──────── LESETEXT

Flugblatt mit der Erklärung von Uwe Kolbe vom 4. Februar 1988 (Solidaritätsbekundung mit den Inhaftierten)

Auf dem vorliegenden Flugblatt ist die Erklärung des Schriftstellers Uwe Kolbe "abgedruckt" in der er sich mit den Inhaftierten solidarisierte, die im Zusammenhang mit der offiziellen Gedenkdemonstration in Berlin anlässlich des 69. Jahrestages der Ermordung von Karl Liebknecht und Rosa Luxemburg am 17. Januar 1988 in Untersuchungshaft kamen. Mit eigenen Losungen wollten Bürgerrechtler der Deutschen Demokratischen Republik (DDR) an dieser Demonstration teilnehmen. Uwe Kolbe verlas seine Erklärung während einer Fürbittandacht für die Inhaftierten am 4. Februar 1988 in der Berliner Gethsemanekirche. Die Erklärung wurde auf einem "Spritumdrucker" vervielfältigt (hektografiert) und in Umlauf gebracht (vgl. weitere hektografierte Schriften).

Der Jahrestag der Ermordung der beiden Gründungsmitglieder der Kommunistischen Partei Deutschlands (KPD) gehörte zum zentralen Erinnerungskanon der SED. Aber auch für Oppositionelle waren besonders die Texte von Rosa Luxemburg attraktiv. Im Januar 1988 hatten Berliner Bürgerrechtler versucht, sich mit Transparenten mit der Losung "Freiheit ist immer Freiheit der Andersdenkenden" unter den offiziellen Demonstrationszug zu den Gräbern der Arbeiterführer ("Gedenkstätte der Sozialisten") in Berlin-Friedrichsfelde zu mischen und waren verhaftet worden. Das Luxemburg-Zitat war eine klare Provokation für die SED. Filmaufnahmen von den Festnahmen durch anwesende Fernsehteams von ARD und ZDF wurden durch Sicherheitskräfte verhindert. Einige wichtige Berliner Oppositionelle, wie Bärbel Bohley, Freya Klier und Stephan Krawczyk, wurden unter Androhung langer Haftstrafen zur Ausreise erpresst. Die Verhaftungen und Abschiebungen hatten eine in der DDR bis daher nicht gekannte Solidaritätswelle zur Folge. Leipziger Basisgruppen installierten ein Kontakttelefon und veranstalteten regelmäßige Fürbittandachten für die in Berlin Verhafteten. Für eine Grafik-Auktion der evangelisch-reformierten Gemeinde Leipzigs spendeten ca. 90 Künstler 170 Grafiken. Der Erlös von 16.000 (DDR-)Mark sollte zur Unterstützung der verhafteten Berliner Bürgerrechtler verwandt werden. Das Ministerium für Staatssicherheit (MfS) registrierte ab diesem Zeitpunkt bis zum November 1989 alle DDR-weiten Protestaktionen unter dem Decknamen "Aktion Störenfried".

────────────────
──────── DATENSATZZEILEN

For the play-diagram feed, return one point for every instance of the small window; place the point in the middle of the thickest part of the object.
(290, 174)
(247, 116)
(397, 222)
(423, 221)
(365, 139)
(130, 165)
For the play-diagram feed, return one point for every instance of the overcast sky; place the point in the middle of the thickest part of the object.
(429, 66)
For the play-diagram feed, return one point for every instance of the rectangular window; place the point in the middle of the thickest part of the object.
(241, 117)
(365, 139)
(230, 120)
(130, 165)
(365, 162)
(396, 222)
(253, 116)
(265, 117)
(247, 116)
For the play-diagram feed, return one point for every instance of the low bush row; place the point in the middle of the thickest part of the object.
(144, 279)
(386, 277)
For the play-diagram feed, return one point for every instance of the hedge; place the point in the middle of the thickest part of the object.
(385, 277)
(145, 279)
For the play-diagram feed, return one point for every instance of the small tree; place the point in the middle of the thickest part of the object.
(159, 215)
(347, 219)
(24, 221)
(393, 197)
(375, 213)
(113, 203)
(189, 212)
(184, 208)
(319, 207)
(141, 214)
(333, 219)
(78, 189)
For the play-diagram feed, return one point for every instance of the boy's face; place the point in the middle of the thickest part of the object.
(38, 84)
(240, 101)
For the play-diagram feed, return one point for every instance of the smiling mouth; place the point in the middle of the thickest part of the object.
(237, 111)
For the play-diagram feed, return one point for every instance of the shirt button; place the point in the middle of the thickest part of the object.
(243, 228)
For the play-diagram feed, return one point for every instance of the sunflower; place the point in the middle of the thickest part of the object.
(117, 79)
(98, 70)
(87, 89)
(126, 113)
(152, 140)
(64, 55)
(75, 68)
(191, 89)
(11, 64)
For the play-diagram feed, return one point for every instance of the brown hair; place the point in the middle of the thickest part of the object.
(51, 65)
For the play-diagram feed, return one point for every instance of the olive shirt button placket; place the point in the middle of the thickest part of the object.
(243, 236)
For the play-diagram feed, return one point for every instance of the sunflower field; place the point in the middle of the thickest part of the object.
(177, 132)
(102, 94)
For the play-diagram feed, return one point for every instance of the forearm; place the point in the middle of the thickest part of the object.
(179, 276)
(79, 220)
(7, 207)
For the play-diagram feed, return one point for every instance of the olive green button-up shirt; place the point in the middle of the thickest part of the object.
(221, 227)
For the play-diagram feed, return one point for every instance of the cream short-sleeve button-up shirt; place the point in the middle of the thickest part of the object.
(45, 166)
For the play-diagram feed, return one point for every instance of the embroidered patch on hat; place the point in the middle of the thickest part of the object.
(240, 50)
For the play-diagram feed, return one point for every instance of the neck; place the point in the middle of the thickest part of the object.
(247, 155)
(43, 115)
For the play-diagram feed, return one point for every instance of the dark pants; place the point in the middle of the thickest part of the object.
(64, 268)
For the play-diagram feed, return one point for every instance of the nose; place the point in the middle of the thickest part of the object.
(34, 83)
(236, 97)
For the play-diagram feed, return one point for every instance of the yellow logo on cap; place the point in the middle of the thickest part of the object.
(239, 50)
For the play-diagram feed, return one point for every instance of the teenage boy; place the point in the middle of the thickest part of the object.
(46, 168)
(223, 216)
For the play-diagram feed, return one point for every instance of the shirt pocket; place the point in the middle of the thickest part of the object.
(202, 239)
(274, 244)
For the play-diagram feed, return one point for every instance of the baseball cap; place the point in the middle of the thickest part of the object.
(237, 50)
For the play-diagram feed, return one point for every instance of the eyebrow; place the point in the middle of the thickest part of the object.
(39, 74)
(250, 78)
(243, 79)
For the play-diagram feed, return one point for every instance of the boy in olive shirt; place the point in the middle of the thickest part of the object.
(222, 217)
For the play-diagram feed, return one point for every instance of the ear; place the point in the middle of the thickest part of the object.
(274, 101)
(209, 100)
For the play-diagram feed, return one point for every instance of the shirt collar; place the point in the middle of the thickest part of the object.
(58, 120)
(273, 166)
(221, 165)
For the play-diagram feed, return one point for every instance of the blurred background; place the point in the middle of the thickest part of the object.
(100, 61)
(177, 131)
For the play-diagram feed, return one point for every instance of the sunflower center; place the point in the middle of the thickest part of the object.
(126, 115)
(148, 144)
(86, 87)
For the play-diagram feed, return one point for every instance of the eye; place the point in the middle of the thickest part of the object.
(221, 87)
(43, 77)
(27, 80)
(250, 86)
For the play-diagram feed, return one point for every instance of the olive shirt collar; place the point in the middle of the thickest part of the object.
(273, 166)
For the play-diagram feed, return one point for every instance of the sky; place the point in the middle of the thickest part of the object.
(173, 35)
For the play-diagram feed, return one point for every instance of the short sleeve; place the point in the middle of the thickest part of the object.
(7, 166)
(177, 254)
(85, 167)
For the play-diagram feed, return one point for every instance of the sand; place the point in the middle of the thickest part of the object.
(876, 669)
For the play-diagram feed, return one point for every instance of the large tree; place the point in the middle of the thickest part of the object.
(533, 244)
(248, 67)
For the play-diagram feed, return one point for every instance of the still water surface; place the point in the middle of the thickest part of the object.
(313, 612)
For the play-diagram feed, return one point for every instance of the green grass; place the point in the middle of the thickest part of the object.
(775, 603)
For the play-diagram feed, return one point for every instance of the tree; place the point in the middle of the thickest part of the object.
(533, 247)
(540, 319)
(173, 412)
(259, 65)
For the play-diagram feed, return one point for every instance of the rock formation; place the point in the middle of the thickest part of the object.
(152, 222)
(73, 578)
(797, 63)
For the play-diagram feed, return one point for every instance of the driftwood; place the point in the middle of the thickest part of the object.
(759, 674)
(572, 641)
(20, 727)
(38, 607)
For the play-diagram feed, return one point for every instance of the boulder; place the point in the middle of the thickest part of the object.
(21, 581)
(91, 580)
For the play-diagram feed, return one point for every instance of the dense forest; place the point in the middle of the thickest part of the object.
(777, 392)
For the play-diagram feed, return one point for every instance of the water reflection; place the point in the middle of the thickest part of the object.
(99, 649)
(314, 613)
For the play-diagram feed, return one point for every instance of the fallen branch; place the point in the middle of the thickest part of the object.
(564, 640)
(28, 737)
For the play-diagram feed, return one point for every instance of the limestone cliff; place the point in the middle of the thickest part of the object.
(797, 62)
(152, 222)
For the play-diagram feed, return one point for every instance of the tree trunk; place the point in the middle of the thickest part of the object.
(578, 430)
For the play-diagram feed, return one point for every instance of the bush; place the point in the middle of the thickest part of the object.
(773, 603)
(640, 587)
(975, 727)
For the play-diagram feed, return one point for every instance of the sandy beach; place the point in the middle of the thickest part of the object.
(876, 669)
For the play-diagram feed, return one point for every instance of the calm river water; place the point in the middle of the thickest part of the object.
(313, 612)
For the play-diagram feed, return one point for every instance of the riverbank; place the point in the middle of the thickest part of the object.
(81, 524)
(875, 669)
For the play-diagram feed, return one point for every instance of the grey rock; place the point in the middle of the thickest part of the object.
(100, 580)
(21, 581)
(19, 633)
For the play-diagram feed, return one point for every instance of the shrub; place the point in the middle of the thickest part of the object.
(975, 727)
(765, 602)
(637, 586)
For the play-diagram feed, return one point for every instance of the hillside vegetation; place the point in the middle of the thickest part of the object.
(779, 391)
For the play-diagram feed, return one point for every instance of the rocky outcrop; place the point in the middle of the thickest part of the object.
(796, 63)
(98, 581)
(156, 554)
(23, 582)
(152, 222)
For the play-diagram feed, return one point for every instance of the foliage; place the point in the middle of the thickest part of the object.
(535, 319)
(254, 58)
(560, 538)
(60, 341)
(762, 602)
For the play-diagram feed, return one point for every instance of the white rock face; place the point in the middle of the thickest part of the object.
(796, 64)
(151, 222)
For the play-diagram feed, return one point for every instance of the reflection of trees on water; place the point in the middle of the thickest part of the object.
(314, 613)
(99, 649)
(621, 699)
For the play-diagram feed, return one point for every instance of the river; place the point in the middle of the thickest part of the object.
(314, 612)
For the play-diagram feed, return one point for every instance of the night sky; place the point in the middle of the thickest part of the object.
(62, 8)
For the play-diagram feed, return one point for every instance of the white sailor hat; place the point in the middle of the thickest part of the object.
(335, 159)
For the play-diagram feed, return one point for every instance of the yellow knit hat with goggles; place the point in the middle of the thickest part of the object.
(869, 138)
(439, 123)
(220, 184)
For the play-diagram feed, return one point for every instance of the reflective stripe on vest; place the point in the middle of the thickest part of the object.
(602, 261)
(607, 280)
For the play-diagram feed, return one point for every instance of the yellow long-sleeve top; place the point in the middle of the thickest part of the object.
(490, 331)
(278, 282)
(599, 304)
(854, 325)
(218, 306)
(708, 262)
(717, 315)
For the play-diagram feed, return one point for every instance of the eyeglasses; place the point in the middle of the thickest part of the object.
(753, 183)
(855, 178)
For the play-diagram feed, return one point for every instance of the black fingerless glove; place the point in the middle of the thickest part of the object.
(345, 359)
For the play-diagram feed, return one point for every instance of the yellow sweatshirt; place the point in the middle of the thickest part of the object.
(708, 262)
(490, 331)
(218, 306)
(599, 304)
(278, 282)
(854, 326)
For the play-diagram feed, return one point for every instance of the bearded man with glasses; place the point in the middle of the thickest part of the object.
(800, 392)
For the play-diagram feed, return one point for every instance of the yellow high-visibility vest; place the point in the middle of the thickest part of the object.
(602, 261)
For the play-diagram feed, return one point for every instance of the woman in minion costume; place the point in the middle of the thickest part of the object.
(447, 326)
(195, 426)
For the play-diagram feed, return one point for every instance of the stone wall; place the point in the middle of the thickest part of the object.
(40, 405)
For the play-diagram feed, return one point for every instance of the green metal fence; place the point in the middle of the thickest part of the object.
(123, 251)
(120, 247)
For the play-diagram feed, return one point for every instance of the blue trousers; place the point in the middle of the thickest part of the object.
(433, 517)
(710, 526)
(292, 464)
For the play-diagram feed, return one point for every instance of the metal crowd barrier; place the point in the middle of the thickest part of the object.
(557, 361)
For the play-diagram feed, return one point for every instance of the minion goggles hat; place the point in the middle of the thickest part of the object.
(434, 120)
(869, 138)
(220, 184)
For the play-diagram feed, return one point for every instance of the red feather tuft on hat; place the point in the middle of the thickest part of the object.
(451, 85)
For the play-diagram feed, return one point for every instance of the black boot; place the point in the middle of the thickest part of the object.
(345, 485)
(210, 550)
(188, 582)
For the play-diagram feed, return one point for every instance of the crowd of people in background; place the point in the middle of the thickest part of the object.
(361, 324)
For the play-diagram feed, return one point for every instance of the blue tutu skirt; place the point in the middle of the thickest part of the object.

────────────────

■ **AUFGABENSTELLUNG**
Unter welchem Decknamen registrierte das Ministerium für Staatssicherheit laut dem Text über Uwe Kolbes Flugblatt die DDR-weiten Protestaktionen?

■ **SCHRIFTLICHE ANTWORT**
Unter dem Decknamen „Aktion Störenfried“.